EXERCISES TO COMPLETE:
(A) Summarize the course notes on statistical tests below in two sentences.
(B) Pick up the course notes on statistical tests below after their final line and keep writing them.

These are the tests we discuss during this course. Each test has specific conditions to check before using, and we give information both on how to calculate test statistics and results by hand as well as the relevant R functions to do the job.

Means testing

One sample tests

One sample means test

Test name: One sample t-test

Input	Name
Data	`x` numeric
Size	`N` or `length(x)`
Significance level	$\alpha$ (`alpha`)
Confidence level	$1-\alpha$

Requirements

Dataset Size Range	Conditions	How to check
N ≤ 15	Normal distribution	`geom_qq`
15 < N ≤ 40	Not skew, no outliers	`geom_histogram` and `geom_boxplot`
40 < N ≤ hundreds	No outliers	`geom_boxplot`
hundreds < N	Relatively few or small outliers	`geom_boxplot`

Null hypothesis True population mean is $\mu_0$ (mu.0)

Alternative hypothesis True population mean is [< or ≠ or >] to $\mu_0$.

Test statistic T = (mean(x) - mu.0) / ( sd(x)/sqrt(N) ) or, writing $s_x$ for the sample standard deviation, $\overline{x}$ for the sample mean, $T = \frac{\overline{x} - \mu_0}{s_x/\sqrt{N}}$

p-values

Alternative	p-value
>	`pt(T, df=N-1, lower.tail=FALSE)`
≠	`2*pt(abs(T), df=N-1, lower.tail=FALSE)`
<	`pt(T, df=N-1)`

Confidence intervals

Use $t_\alpha$=qt(1-alpha, df=N-1) and $t_{\alpha/2}$=qt(1-alpha/2, df=N-1)

Alternative	From	To
>	$\overline{x}-t_{\alpha}\cdot s_x/\sqrt{N}$	∞
≠	$\overline{x}-t_{\alpha/2}\cdot s_x/\sqrt{N}$	$\overline{x}+t_{\alpha/2}\cdot s_x/\sqrt{N}$
<	-∞	$\overline{x}+t_{\alpha}\cdot s_x/\sqrt{N}$

R command

t.test(x)

Extra parameter	Values	Default value
`mu`	$\mu_0$	0
`alternative`	`two.sided` or `greater` or `less`	`two.sided`
`conf.level`	$1-\alpha$	0.95

Example: upper tail (>) means test of x vs. $\mu_0 = 10$ at a significance level of 1%:

test = t.test(x, mu=10, conf.level=0.99, alternative='greater')
test

Effect size measure: Cohen's d:

$d = \frac{\overline{x}-\mu_0}{s_x}$

d = (mean(x) - mu.0) / sd(x)  # or
d = test$statistic / sqrt(test$parameter + 1)

INFORMATION PROVIDED:
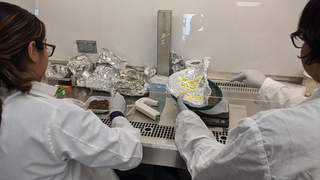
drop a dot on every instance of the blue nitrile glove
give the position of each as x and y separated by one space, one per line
117 105
251 78
180 105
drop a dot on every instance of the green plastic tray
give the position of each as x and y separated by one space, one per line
218 94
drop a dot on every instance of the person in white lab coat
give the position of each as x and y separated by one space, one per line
281 143
42 137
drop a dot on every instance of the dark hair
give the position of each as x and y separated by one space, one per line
309 30
18 28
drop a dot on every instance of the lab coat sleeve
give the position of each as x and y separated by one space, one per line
242 157
80 135
273 94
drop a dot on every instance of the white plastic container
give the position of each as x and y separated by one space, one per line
158 86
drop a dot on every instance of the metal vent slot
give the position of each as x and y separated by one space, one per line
235 86
166 132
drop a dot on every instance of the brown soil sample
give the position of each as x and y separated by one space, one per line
99 104
213 100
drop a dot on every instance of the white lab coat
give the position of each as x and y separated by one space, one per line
276 144
42 137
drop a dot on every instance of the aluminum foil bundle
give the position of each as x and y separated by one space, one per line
131 82
81 67
177 62
103 78
107 56
193 83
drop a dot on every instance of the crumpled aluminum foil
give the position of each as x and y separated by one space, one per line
193 83
50 72
103 78
150 70
177 62
131 82
60 69
81 67
107 56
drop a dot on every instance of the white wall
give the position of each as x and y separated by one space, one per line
236 37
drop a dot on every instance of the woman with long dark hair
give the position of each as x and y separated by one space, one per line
280 143
42 137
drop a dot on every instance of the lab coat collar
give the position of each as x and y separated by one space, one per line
44 88
315 95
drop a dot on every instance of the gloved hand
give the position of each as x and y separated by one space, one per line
251 78
181 106
117 103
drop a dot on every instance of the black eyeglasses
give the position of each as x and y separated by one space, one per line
296 39
50 49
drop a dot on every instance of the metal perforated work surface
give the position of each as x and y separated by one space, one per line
235 86
166 132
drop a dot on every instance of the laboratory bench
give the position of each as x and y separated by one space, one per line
157 137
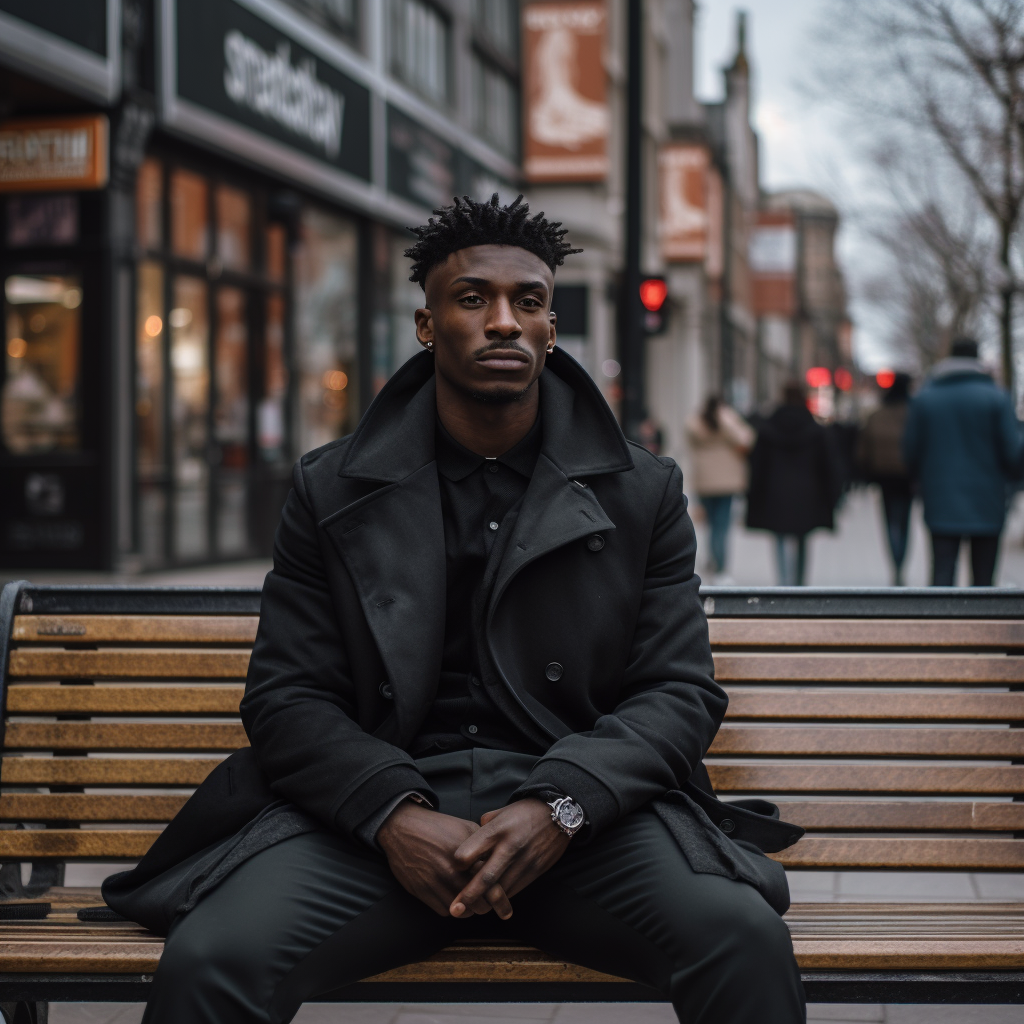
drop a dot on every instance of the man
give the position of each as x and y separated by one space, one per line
479 696
963 443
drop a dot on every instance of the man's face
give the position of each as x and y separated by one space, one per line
488 318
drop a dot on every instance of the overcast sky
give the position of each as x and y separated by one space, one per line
800 144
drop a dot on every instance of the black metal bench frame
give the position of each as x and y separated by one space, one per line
24 996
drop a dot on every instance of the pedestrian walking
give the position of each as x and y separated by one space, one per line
880 458
720 441
796 480
963 443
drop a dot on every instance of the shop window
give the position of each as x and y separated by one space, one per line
189 215
495 107
233 217
150 205
326 326
190 379
270 418
421 47
276 251
498 22
43 328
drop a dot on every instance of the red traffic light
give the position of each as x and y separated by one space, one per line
653 292
818 377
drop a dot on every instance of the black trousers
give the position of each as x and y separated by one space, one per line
945 551
315 912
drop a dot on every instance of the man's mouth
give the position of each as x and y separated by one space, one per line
504 359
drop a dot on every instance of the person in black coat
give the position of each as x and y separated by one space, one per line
796 481
479 697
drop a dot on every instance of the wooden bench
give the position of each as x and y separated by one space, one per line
888 723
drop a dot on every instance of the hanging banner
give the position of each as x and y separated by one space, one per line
773 263
566 117
53 154
684 226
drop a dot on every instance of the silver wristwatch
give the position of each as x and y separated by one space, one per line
567 814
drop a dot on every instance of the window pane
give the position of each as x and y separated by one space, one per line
40 398
276 248
325 304
230 421
270 418
189 215
420 47
233 216
148 204
190 378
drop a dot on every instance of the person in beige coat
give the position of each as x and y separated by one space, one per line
720 439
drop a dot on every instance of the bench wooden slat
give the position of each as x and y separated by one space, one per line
961 854
873 706
124 736
25 844
138 629
895 779
107 771
128 664
212 698
89 807
877 815
865 633
900 669
851 741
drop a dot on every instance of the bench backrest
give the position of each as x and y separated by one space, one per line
886 723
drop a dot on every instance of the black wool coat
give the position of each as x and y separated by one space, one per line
796 474
596 640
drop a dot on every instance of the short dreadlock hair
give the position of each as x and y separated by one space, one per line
467 223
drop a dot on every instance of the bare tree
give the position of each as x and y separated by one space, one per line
948 74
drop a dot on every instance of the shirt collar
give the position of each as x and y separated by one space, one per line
456 462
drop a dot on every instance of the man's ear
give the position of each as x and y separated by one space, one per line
425 328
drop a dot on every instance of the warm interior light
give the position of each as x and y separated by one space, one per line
335 380
818 377
653 292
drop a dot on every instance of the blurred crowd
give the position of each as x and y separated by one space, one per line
954 442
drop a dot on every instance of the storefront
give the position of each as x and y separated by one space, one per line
233 297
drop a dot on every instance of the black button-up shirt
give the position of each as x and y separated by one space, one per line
479 500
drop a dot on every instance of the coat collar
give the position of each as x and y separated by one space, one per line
395 436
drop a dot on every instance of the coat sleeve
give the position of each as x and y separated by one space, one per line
298 708
670 706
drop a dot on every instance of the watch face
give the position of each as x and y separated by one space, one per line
570 814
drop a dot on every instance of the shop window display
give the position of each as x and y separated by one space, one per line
40 399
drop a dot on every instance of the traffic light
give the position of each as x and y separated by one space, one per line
653 292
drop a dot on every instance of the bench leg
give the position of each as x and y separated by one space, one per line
25 1013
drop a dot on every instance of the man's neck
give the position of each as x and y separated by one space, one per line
488 429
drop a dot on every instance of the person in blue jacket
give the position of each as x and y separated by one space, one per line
964 445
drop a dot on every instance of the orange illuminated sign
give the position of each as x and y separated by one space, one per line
566 117
54 154
683 183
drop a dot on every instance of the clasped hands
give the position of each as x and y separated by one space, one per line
460 868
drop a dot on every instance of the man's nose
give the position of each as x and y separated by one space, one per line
503 322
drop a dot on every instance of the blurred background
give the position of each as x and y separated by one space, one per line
204 206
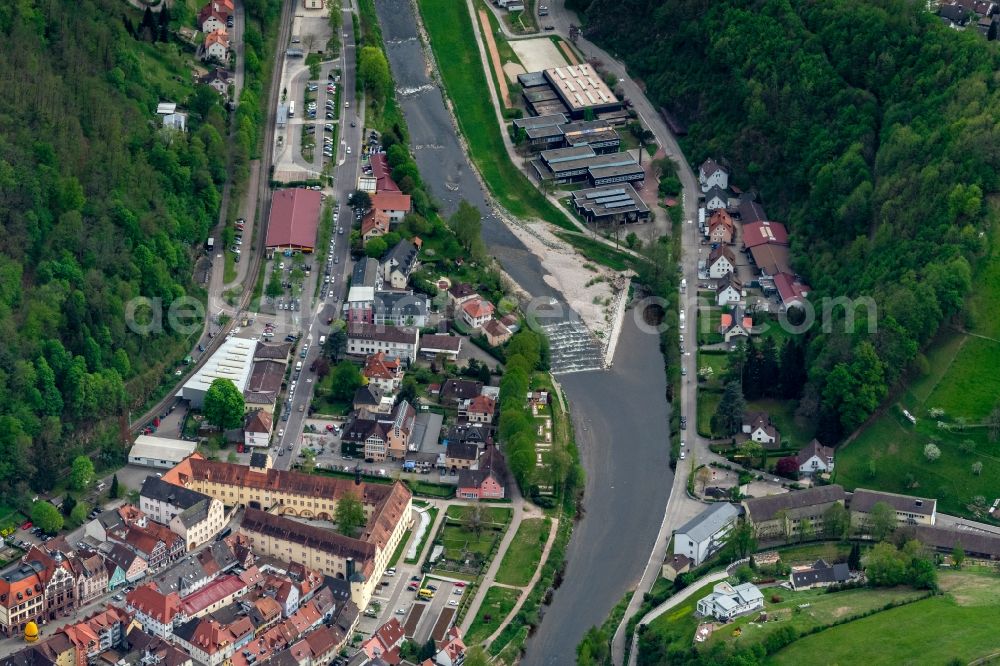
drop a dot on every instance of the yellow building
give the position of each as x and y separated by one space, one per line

FINAL ANSWERS:
(A) The notes introduce the tests discussed in the course, giving the conditions to check for each and showing how to compute results both by hand and with R functions, beginning with the one sample t-test for means. For that test they list the inputs, the data-size requirements and how to check them, the hypotheses, the test statistic, p-values, confidence intervals, the t.test command with its extra parameters, and Cohen's d as the effect size measure.

(B)
Two sample means test

Two sample t-test

Input	Name
Data	`x`, `y` both numeric; or `data$v` numeric and `data$w` categorical with two labels
Size	`Nx`, `Ny` or `length(x)`, `length(y)`
Significance level	`alpha`
Confidence level	`1-alpha`

Requirements

Both x and y need to be appropriate for a one-sample t-test, ie:

Dataset Size Range	Conditions	How to check
N ≤ 15	Normal distribution	`geom_qq`
15 < N ≤ 40	Not skew, no outliers	`geom_histogram` and `geom_boxplot`
40 < N ≤ hundreds	No outliers	`geom_boxplot`
hundreds < N	Relatively few or small outliers	`geom_boxplot`

Null hypothesis Population means are equal: $\mu_x = \mu_y$

Alternative hypothesis $\mu_x$ is [< or ≠ or >] to $\mu_y$

Test statistic Different depending on what assumptions you can make on your data. We write $\overline{x}$ and $\overline{y}$ for the sample means, $s_x$ and $s_y$ for sample standard deviations.

Each case, it is

$T = \frac{\overline{x} - \overline{y}}{SE}$

for different SE.

No assumptions: $SE = \sqrt{\frac{s_x^2}{N_x}+\frac{s_y^2}{N_y}}$
Equal variance: $SE = \sqrt{\frac{\sum(x-\overline{x})^2 + \sum(y-\overline{y})^2}{N_x+N_y-2}}\cdot\sqrt{\frac{1}{N_x}+\frac{1}{N_y}}$
Equal variance and equal size N: $SE = \sqrt{\frac{\sum(x-\overline{x})^2+\sum(y-\overline{y})^2}{2N-2}}\cdot\sqrt{\frac{2}{N}}$

p-values

The degrees of freedom T.df is given by

No assumptions: the Welch–Satterthwaite equation.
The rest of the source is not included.